Try it: Once the line with "Target: mist at waterfall base" is found in the entries below, print it and each following line exactly, stopping after the line with "Target: evergreen tree"; print nothing else.

(Records excerpted from a collection)
====

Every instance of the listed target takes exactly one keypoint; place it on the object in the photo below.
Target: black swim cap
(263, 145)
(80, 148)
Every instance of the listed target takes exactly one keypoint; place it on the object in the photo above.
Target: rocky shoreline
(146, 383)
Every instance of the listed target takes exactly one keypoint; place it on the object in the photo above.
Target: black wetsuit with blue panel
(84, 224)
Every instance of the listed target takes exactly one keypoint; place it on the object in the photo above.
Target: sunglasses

====

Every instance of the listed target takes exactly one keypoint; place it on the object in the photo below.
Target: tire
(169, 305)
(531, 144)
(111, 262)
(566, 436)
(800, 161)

====

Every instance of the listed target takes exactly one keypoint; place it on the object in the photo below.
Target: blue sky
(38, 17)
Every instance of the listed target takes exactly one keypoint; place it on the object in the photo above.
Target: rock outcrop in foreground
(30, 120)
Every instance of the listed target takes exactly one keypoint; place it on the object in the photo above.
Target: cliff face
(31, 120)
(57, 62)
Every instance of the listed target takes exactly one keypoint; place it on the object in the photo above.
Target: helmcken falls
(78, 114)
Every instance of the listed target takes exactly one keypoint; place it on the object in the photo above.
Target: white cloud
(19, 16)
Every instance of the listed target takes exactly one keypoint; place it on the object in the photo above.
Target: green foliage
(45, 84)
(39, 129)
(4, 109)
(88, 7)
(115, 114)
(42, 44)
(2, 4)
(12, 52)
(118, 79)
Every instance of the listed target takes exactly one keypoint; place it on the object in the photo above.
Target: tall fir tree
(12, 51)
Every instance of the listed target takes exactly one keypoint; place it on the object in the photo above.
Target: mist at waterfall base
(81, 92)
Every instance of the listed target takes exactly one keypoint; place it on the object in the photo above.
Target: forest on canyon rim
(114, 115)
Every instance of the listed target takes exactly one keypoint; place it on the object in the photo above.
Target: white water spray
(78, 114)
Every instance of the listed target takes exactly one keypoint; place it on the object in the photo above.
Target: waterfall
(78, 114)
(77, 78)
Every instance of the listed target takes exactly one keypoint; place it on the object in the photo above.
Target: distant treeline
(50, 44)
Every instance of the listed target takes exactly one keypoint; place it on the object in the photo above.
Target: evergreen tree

====

Solved problem:
Target: mist at waterfall base
(81, 92)
Every instance of the listed target takes exactly one keypoint; place it on the object in the photo above.
Target: forest on canyon rim
(114, 115)
Every instance of the listed target takes exactly one keypoint; place it on the object in the photo above.
Target: white water spray
(78, 114)
Every instance of the listed target takes exactly one keypoint; place it on the object in the photo above.
Target: waterfall
(78, 114)
(77, 78)
Every instance of the listed target takes exactly one keypoint; place it on the object in the photo above.
Target: distant treeline
(50, 44)
Every instance of the listed target takes exactly one keypoint; place it on the object in the photo above.
Target: evergreen tree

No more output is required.